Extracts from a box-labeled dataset
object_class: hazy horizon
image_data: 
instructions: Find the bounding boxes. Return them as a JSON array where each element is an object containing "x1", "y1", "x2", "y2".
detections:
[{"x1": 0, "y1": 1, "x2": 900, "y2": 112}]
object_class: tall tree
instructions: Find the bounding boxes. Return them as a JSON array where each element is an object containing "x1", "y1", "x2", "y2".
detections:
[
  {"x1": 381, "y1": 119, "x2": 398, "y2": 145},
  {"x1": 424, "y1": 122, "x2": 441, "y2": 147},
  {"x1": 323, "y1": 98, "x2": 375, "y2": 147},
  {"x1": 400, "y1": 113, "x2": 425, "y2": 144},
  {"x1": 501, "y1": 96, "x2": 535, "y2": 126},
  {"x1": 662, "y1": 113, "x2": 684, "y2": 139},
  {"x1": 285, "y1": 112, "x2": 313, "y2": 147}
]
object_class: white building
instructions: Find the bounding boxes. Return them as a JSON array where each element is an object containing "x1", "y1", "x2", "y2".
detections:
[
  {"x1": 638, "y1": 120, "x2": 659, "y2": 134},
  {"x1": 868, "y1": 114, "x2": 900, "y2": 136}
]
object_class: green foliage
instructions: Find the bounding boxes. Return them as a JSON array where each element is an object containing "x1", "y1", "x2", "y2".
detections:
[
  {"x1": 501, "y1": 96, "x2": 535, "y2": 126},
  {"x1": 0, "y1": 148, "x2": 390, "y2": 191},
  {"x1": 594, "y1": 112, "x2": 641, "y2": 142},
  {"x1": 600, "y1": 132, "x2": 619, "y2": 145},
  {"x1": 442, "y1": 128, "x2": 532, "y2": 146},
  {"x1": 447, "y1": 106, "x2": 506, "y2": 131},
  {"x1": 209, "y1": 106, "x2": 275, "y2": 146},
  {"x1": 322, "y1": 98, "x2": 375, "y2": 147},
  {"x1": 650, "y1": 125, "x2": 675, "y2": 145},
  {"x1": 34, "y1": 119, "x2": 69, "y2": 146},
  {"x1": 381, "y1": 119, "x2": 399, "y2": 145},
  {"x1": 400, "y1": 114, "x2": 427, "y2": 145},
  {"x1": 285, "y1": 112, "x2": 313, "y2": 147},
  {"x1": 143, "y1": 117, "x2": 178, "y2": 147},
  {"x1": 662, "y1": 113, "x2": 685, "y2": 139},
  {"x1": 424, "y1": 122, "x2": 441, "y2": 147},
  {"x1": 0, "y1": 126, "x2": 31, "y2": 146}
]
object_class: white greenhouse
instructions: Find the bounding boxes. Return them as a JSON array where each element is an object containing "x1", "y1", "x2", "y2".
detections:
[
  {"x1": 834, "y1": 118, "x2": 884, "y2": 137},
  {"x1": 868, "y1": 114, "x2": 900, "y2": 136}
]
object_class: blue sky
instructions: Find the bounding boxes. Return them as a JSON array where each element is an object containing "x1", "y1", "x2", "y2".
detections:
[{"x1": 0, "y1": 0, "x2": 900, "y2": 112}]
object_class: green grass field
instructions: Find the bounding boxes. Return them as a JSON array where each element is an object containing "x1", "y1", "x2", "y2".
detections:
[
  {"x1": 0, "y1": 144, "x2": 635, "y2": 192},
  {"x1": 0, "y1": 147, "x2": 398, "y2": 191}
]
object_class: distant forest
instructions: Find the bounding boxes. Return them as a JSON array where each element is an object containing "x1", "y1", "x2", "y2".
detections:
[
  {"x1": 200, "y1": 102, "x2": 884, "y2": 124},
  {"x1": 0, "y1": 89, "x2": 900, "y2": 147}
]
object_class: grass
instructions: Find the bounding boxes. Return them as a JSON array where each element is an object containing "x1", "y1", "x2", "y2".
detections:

What is being asked: Please copy every line in the records above that contains the string "grass", treating the match as case-sensitive.

Answer for the task:
object_class: green grass field
object_class: grass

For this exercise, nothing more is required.